[Start GIVEN DATA]

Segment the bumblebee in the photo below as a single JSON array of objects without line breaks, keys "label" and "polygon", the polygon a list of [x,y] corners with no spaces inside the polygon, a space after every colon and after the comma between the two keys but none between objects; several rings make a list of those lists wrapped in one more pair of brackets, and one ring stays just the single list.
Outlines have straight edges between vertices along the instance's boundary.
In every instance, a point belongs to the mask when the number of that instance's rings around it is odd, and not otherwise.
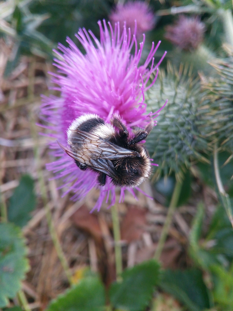
[{"label": "bumblebee", "polygon": [[67,131],[69,147],[58,144],[80,169],[97,173],[100,186],[105,185],[108,176],[115,186],[133,187],[151,173],[150,159],[139,143],[153,127],[152,120],[144,130],[139,129],[130,135],[117,115],[108,123],[96,114],[85,114],[74,120]]}]

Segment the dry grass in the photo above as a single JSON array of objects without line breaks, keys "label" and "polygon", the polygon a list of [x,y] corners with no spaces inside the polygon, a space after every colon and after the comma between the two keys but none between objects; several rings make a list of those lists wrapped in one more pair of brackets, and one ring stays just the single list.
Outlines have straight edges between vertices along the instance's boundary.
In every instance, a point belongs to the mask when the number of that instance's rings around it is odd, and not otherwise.
[{"label": "dry grass", "polygon": [[[61,199],[60,191],[57,190],[59,181],[49,180],[52,175],[45,167],[45,164],[51,160],[48,141],[39,135],[39,132],[44,130],[36,126],[35,123],[39,121],[40,95],[48,93],[50,82],[47,72],[53,69],[51,64],[44,59],[23,57],[10,76],[4,78],[3,73],[9,50],[2,42],[0,46],[1,199],[7,204],[22,174],[28,173],[33,177],[38,204],[31,220],[23,228],[31,269],[23,282],[23,288],[31,309],[43,310],[52,299],[69,285],[49,234],[45,202],[53,213],[56,230],[72,273],[75,274],[82,267],[90,266],[93,270],[101,273],[107,285],[115,277],[111,214],[107,208],[107,204],[98,214],[92,214],[97,220],[97,230],[100,230],[100,238],[97,231],[93,231],[88,226],[85,227],[86,225],[79,223],[78,214],[75,223],[73,217],[71,218],[81,207],[83,208],[84,206],[87,210],[90,210],[98,193],[97,190],[92,191],[83,201],[74,203],[68,196]],[[34,155],[36,152],[39,154],[36,158]],[[40,184],[40,176],[43,177],[44,182],[45,193]],[[194,195],[199,193],[199,196],[203,196],[200,188],[197,184],[194,185]],[[144,191],[151,194],[148,183],[143,187]],[[205,189],[203,196],[210,214],[216,204],[216,198],[214,193],[208,191]],[[140,225],[141,233],[136,237],[135,232],[139,231],[135,226],[125,224],[126,229],[124,230],[128,230],[127,236],[129,234],[131,237],[128,241],[122,242],[125,267],[131,266],[153,256],[166,216],[166,209],[162,205],[140,193],[137,195],[136,201],[127,194],[124,203],[119,205],[122,222],[130,207],[146,211],[144,224]],[[179,209],[176,213],[161,257],[165,267],[175,267],[189,264],[186,250],[190,220],[195,213],[197,200],[194,196],[189,205]],[[125,232],[123,234],[126,234]]]}]

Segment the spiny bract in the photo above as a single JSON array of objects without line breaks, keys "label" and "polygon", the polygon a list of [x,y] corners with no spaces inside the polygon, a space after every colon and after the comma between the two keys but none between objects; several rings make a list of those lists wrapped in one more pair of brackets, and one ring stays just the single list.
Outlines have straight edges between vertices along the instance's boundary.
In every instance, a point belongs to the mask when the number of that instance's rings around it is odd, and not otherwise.
[{"label": "spiny bract", "polygon": [[174,172],[181,177],[182,168],[190,166],[192,159],[205,160],[199,151],[206,149],[207,143],[196,124],[199,85],[191,76],[187,67],[181,67],[178,72],[169,64],[167,73],[160,73],[146,94],[148,111],[158,110],[168,100],[147,141],[151,156],[159,165],[156,177]]},{"label": "spiny bract", "polygon": [[233,152],[233,48],[225,46],[229,57],[211,64],[218,74],[202,77],[202,100],[198,110],[199,128],[212,148],[216,143],[222,150]]}]

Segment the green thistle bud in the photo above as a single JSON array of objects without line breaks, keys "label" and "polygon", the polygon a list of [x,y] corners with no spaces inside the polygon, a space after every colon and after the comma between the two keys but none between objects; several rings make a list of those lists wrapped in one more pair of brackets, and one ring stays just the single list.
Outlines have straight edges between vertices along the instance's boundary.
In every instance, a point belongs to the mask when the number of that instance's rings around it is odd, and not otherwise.
[{"label": "green thistle bud", "polygon": [[155,112],[168,101],[156,118],[155,126],[147,139],[147,147],[154,163],[159,165],[155,177],[174,172],[181,177],[182,169],[192,159],[205,160],[199,151],[207,143],[196,124],[200,86],[188,68],[178,72],[168,64],[167,72],[162,71],[155,83],[148,91],[145,102],[148,110]]},{"label": "green thistle bud", "polygon": [[199,124],[202,135],[213,147],[217,143],[222,149],[233,151],[233,48],[225,46],[229,57],[215,59],[211,65],[218,76],[202,77],[202,100],[198,108]]}]

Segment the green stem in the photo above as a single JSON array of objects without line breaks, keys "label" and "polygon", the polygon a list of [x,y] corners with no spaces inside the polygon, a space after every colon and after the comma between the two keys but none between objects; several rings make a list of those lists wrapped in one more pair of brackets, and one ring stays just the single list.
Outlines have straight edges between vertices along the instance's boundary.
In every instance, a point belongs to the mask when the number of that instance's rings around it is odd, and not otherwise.
[{"label": "green stem", "polygon": [[31,115],[30,123],[32,136],[35,143],[34,148],[34,153],[37,164],[38,181],[41,193],[41,197],[45,209],[45,215],[49,233],[58,258],[64,269],[66,277],[70,284],[71,284],[72,283],[71,272],[55,230],[54,224],[52,220],[52,213],[49,209],[49,205],[48,204],[48,200],[47,195],[47,191],[43,172],[41,169],[37,133],[35,127],[35,120],[32,114]]},{"label": "green stem", "polygon": [[25,311],[31,311],[31,309],[28,306],[25,294],[22,290],[19,291],[17,293],[17,297],[20,305]]},{"label": "green stem", "polygon": [[7,222],[7,205],[3,194],[0,195],[0,213],[1,215],[1,222]]},{"label": "green stem", "polygon": [[231,10],[220,9],[219,12],[222,21],[226,41],[233,45],[233,18]]},{"label": "green stem", "polygon": [[219,194],[222,199],[222,204],[226,214],[228,216],[231,225],[233,228],[233,215],[232,215],[232,209],[230,202],[229,196],[228,193],[225,192],[223,188],[223,186],[222,183],[221,177],[220,176],[219,169],[218,166],[218,160],[217,148],[217,144],[214,145],[214,174],[215,175],[216,182],[217,183]]},{"label": "green stem", "polygon": [[120,228],[120,220],[116,204],[111,207],[111,212],[112,220],[112,225],[114,237],[115,249],[115,261],[116,280],[121,279],[121,275],[122,272],[122,255],[120,244],[121,233]]},{"label": "green stem", "polygon": [[163,248],[163,246],[168,233],[169,229],[172,220],[172,217],[178,203],[178,200],[180,194],[182,184],[183,183],[182,182],[179,180],[176,180],[173,191],[172,196],[171,197],[171,199],[170,202],[170,205],[167,211],[167,214],[162,230],[161,235],[158,243],[158,246],[154,254],[154,259],[158,260],[159,260]]}]

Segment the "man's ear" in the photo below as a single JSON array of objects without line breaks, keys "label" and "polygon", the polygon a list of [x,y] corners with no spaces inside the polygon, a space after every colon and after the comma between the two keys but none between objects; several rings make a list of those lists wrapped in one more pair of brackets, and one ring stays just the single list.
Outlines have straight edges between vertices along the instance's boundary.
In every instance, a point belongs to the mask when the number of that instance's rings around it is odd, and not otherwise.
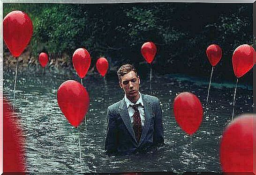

[End GIVEN DATA]

> _WHAT THE TASK ASKS_
Show every line above that contains the string "bract". Case counts.

> _EXPECTED ANSWER_
Segment the spiny bract in the photo above as a single JSON array of objects without line breaks, keys "label" and "polygon", the polygon a list of [x,y] corners with no spaces inside the polygon, a space after every colon and after the comma between the two keys but none between objects; several rings make a list of those lists wrapped in one more pair of brackets, and one ring stays just the single list.
[{"label": "spiny bract", "polygon": [[174,172],[181,177],[182,168],[190,166],[192,159],[205,160],[199,151],[206,149],[207,143],[196,124],[199,85],[191,76],[187,67],[181,67],[178,72],[169,64],[167,73],[160,73],[146,94],[148,111],[158,110],[168,100],[147,141],[151,156],[159,165],[156,177]]},{"label": "spiny bract", "polygon": [[233,152],[233,48],[225,46],[229,57],[211,64],[218,74],[202,77],[202,100],[198,110],[199,128],[212,148],[216,143],[222,150]]}]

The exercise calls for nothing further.